Job:
Rewrite every entry below with each "instance" changed to "occurrence", keeping everything else the same.

Stored data:
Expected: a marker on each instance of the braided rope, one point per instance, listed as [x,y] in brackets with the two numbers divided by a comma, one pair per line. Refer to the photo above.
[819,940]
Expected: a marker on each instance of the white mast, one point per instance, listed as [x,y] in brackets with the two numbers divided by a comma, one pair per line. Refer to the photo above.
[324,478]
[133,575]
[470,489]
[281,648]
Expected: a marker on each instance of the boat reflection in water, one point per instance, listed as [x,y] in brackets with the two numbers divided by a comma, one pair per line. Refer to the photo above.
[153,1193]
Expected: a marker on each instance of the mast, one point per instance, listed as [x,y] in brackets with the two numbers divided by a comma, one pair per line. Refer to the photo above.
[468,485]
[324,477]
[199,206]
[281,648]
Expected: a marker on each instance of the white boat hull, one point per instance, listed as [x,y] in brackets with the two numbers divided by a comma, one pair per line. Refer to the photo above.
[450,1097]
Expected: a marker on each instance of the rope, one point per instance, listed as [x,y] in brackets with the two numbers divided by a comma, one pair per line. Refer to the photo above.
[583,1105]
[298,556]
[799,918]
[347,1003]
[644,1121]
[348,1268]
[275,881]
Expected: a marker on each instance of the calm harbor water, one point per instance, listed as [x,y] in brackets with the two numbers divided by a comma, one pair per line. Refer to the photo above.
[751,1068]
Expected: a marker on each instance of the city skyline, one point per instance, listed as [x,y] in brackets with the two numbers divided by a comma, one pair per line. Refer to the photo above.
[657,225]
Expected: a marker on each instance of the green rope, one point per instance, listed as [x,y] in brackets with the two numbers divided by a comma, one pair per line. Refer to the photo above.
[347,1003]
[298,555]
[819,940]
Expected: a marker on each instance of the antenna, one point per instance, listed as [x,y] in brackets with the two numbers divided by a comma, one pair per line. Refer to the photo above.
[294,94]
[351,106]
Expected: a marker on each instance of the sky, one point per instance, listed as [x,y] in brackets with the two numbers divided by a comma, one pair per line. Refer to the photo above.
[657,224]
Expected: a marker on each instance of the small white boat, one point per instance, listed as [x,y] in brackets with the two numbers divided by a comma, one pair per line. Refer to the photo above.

Solution for this task:
Expected: a marker on each occurrence of the braided rope, one point per occurrence, listed as [x,y] in brackets with the two numbers divided by a comma, one pair per line. Refer to the photo above.
[819,940]
Expected: a marker on each occurrence of the white mast, one point per occurrence, listed as [x,y] in brackets with the two numbers divided by a comma, one pair per line. Refer to the photo above.
[324,478]
[133,575]
[470,489]
[281,648]
Expected: a marker on each occurrence of the boat reflection in water, one point per occurrence, listed as [x,y] in brackets with the two numbers divided by a comma, one pair per line. Refer to the photo above.
[153,1193]
Expected: a marker on each occurrence of the mast, one point per occurrence, listed as [x,y] in brackets with the two numbers divided by a comma, one pair per line. Refer to the photo above.
[468,485]
[324,477]
[199,206]
[281,648]
Expected: a marker on each occurrence of the white boat hull, one point per occurrence, listed as [x,y] in brackets with the two numbers divided by a comma, one pair per line. Refer to the photo above.
[450,1097]
Expected: a marker on each occurrence of the rope, one point per occurrence, listed as [x,y] in brackets with the two numbers divided by a comma, one pair per line. Refer to the photo above.
[583,1105]
[298,556]
[799,918]
[347,1003]
[644,1121]
[348,1268]
[275,881]
Expected: a marker on each occurrence of the calm harbor water, one point per occurrence, listed as [x,y] in brackets with the two numbers divided by a comma, one pair per line. Refer to the photo above.
[751,1068]
Expected: a marker on each occurrence of the city skyline, one point per occurrence, listed as [x,y] in brackets with the two numbers divided by a comma, one pair per line. Refer to the photo above.
[657,225]
Expected: a marker on each occurrence of the green rope, one point per occurrence, listed as [x,y] in brackets with the two numbers divided by a comma, one pair per line. Refer to the photo above.
[347,1003]
[298,555]
[819,940]
Expected: a marker on each occurrence of the antenna, one point per occurrence, listed as [x,y] in brackets with the two numbers divided by a comma, one pair per line. Refer to the photo above.
[294,94]
[351,106]
Expected: a marker on each occurrence of the sky, one point per occurrence, listed as [x,y] in brackets with the two numbers divided by a comma, one pair per line. Refer to the photo above.
[657,224]
Expected: a marker on each occurrence of the small white boat, one point per occurrence, listed as [x,y] in brackets with the two numbers divided by a comma, one pair per line. Refer to the photo above.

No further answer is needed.